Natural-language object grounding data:

┌──

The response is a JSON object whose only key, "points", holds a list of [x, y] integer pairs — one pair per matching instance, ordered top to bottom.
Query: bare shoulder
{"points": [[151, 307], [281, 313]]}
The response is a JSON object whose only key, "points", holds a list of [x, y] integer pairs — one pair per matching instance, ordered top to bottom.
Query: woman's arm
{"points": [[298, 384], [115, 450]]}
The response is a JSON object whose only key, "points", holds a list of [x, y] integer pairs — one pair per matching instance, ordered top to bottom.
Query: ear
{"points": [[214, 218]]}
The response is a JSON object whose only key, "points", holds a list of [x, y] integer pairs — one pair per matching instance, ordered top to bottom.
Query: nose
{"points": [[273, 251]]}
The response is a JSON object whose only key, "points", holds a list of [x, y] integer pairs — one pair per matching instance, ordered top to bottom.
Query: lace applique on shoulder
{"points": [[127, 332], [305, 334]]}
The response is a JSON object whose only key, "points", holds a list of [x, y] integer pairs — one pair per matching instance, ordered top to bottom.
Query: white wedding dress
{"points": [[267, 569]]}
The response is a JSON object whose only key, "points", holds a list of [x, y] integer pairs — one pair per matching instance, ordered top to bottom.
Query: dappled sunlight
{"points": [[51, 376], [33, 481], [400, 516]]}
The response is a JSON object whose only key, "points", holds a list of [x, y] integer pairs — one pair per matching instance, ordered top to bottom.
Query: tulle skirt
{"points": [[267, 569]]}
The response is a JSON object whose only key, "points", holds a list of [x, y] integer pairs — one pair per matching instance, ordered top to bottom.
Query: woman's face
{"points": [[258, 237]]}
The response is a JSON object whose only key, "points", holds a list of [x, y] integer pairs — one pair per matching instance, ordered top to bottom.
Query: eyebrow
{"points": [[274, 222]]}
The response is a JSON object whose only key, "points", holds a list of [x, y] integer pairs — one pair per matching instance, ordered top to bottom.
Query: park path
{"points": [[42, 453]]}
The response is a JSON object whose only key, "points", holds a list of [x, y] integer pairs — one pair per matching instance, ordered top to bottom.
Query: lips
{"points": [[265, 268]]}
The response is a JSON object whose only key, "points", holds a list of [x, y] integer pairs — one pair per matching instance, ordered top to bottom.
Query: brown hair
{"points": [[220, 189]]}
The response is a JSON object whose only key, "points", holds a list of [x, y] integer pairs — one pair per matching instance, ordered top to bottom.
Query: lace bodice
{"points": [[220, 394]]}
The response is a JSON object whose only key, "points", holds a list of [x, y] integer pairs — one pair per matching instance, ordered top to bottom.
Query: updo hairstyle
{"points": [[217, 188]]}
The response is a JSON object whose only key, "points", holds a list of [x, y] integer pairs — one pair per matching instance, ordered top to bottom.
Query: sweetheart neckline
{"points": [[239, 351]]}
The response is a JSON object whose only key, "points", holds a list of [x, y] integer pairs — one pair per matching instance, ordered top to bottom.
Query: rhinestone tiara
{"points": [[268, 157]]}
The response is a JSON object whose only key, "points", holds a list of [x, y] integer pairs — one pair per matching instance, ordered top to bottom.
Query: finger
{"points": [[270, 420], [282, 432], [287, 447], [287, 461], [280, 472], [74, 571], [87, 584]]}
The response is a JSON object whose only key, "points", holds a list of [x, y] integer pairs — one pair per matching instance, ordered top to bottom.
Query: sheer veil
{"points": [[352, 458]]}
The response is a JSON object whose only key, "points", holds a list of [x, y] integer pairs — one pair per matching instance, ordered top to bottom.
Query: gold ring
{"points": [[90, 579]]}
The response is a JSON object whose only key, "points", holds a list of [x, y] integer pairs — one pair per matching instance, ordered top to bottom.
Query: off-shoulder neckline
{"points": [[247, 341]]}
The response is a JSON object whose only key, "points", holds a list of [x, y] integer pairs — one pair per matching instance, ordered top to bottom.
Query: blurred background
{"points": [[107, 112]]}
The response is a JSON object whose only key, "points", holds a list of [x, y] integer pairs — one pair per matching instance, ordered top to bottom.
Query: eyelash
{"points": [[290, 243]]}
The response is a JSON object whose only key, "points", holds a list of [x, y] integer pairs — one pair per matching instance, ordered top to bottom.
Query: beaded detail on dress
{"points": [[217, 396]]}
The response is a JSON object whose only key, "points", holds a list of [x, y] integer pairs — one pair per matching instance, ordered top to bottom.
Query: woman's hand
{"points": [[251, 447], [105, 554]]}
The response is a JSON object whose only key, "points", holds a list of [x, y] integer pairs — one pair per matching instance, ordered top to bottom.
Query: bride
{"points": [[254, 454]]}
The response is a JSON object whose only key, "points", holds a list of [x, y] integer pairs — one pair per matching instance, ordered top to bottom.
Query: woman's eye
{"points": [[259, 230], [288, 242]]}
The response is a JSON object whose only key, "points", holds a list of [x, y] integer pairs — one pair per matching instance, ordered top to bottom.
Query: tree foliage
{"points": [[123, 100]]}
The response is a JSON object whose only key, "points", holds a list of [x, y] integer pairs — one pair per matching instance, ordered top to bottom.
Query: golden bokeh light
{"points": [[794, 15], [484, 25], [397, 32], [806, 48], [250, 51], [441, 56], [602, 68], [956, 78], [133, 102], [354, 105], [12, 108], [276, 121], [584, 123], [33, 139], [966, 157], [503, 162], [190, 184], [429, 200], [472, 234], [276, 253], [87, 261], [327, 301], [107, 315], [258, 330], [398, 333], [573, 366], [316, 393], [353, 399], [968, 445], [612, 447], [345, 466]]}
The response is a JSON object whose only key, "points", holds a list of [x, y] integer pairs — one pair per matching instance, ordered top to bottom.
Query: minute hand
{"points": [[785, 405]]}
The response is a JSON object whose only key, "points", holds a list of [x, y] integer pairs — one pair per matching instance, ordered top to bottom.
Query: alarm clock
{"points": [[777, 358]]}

└──

▶ [TASK DIRECTIONS]: Output each record above exactly, omitting nothing.

▶ [EXERCISE RESPONSE]:
The response is a JSON object whose only key, "points", holds a list of [x, y] integer pairs — one pair per matching instance, ordered top to bottom.
Query: bare shoulder
{"points": [[151, 307], [281, 313]]}
The response is a JSON object whose only key, "points", holds a list of [x, y] integer pairs — one pair per matching instance, ordered top to bottom.
Query: woman's arm
{"points": [[298, 384], [115, 450]]}
The response is a JSON object whose only key, "points", holds a list of [x, y] integer pairs — one pair per matching instance, ordered top to bottom.
Query: ear
{"points": [[214, 218]]}
The response is a JSON object whose only key, "points", holds a list of [x, y] integer pairs — one pair per matching instance, ordered top to bottom.
Query: nose
{"points": [[273, 251]]}
The response is a JSON object whose only key, "points", holds a list of [x, y] integer pairs — one pair per matching instance, ordered top to bottom.
Query: lace applique on shoulder
{"points": [[127, 332], [305, 334]]}
The response is a JSON object whose only key, "points", holds a list of [x, y] integer pairs — one pair per matching instance, ordered top to bottom.
Query: white wedding dress
{"points": [[267, 569]]}
The response is a JSON object whose only key, "points", holds a list of [x, y] integer pairs — one pair per matching instance, ordered top to bottom.
Query: dappled sunlight
{"points": [[51, 376], [33, 481], [400, 516]]}
The response is a JSON object whose only key, "points", holds a list of [x, y] integer pairs — one pair per matching instance, ordered top to bottom.
Query: tulle skirt
{"points": [[267, 569]]}
The response is a JSON object whose only key, "points", holds a list of [x, y] integer pairs — one pair per matching instance, ordered top to bottom.
Query: woman's face
{"points": [[258, 237]]}
The response is a JSON object whose only key, "points", holds a list of [x, y] integer pairs — one pair per matching instance, ordered top to bottom.
Query: eyebrow
{"points": [[274, 222]]}
The response is a JSON object whose only key, "points", holds a list of [x, y] integer pairs — one pair per matching instance, ordered top to bottom.
Query: park path
{"points": [[42, 453]]}
The response is a JSON object whose only key, "points", holds a list of [x, y] integer pairs — one pair per matching instance, ordered top to bottom.
Query: lips
{"points": [[265, 268]]}
The response is a JSON object whose only key, "points", holds a list of [x, y] integer pairs — one pair per matching instance, ordered top to bottom.
Query: brown hair
{"points": [[220, 189]]}
The response is a JSON object whose only key, "points", holds a list of [x, y] integer pairs — one pair per matching instance, ordered top to bottom.
Query: lace bodice
{"points": [[220, 394]]}
The response is a JSON object whose only key, "points", holds a list of [x, y] integer pairs — one pair per matching instance, ordered top to bottom.
Query: updo hairstyle
{"points": [[217, 188]]}
The response is a JSON object whose only key, "points", holds a list of [x, y] integer pairs — one pair per matching instance, ordered top to bottom.
Query: sweetheart neckline
{"points": [[239, 351]]}
The response is a JSON object whose only key, "points", holds a list of [x, y] integer pairs — one pair per matching instance, ordered top to bottom.
Query: rhinestone tiara
{"points": [[268, 157]]}
The response is a JSON object whose only key, "points", holds a list of [x, y] integer pairs — one pair per matching instance, ordered top to bottom.
Query: finger
{"points": [[270, 420], [282, 432], [287, 447], [287, 461], [280, 472], [74, 571], [87, 584]]}
The response is a JSON object whose only key, "points", holds a list of [x, y] integer pairs — one pair per matching instance, ordered top to bottom.
Query: sheer veil
{"points": [[352, 458]]}
The response is a JSON object whose only key, "points", holds a list of [x, y] integer pairs — one pair per matching instance, ordered top to bottom.
Query: gold ring
{"points": [[90, 579]]}
The response is a JSON object whose only key, "points", holds a list of [x, y] integer pairs — one pair per matching instance, ordered top to bottom.
Query: off-shoulder neckline
{"points": [[247, 341]]}
The response is a JSON object whose only key, "points", holds a list of [x, y] integer pairs — one pair per matching instance, ordered top to bottom.
Query: blurred background
{"points": [[107, 112]]}
The response is a JSON object whose only key, "points", holds a list of [x, y] integer pairs — one pair per matching instance, ordered top to bottom.
Query: eyelash
{"points": [[290, 243]]}
The response is a JSON object whose only key, "points", holds a list of [x, y] integer pairs — one pair per matching instance, ordered top to bottom.
Query: beaded detail on dress
{"points": [[217, 396]]}
The response is a JSON object whose only key, "points", holds a list of [x, y] integer pairs — one pair per matching instance, ordered top to bottom.
Query: woman's hand
{"points": [[251, 447], [105, 554]]}
The response is a JSON object whose only key, "points", holds a list of [x, y] integer pairs — one pair per matching instance, ordered top to bottom.
Query: bride
{"points": [[254, 454]]}
The response is a JSON object whose only key, "points", holds a list of [x, y] integer pairs — one pair per matching instance, ordered top to bottom.
Query: woman's eye
{"points": [[259, 230], [288, 242]]}
The response is a JSON object whose only key, "points", holds a list of [x, y] integer pairs — one pair per matching instance, ordered top to bottom.
Query: tree foliage
{"points": [[123, 100]]}
The response is a JSON object whose only key, "points", holds a list of [x, y] integer pairs — one pair per matching instance, ordered top to bottom.
Query: golden bokeh light
{"points": [[794, 15], [484, 25], [397, 32], [806, 48], [250, 51], [441, 56], [602, 68], [956, 78], [133, 102], [354, 105], [12, 108], [276, 121], [584, 123], [33, 139], [966, 157], [503, 162], [190, 184], [429, 200], [472, 234], [276, 253], [87, 261], [327, 301], [107, 315], [258, 330], [398, 333], [573, 366], [316, 393], [353, 399], [968, 445], [612, 447], [345, 466]]}
The response is a JSON object whose only key, "points", holds a list of [x, y] integer pairs — one pair per matching instance, ordered top to bottom.
Query: minute hand
{"points": [[785, 405]]}
The response is a JSON object whose only key, "points", holds a list of [x, y] integer pairs — one pair per matching instance, ordered top to bottom.
Query: alarm clock
{"points": [[777, 358]]}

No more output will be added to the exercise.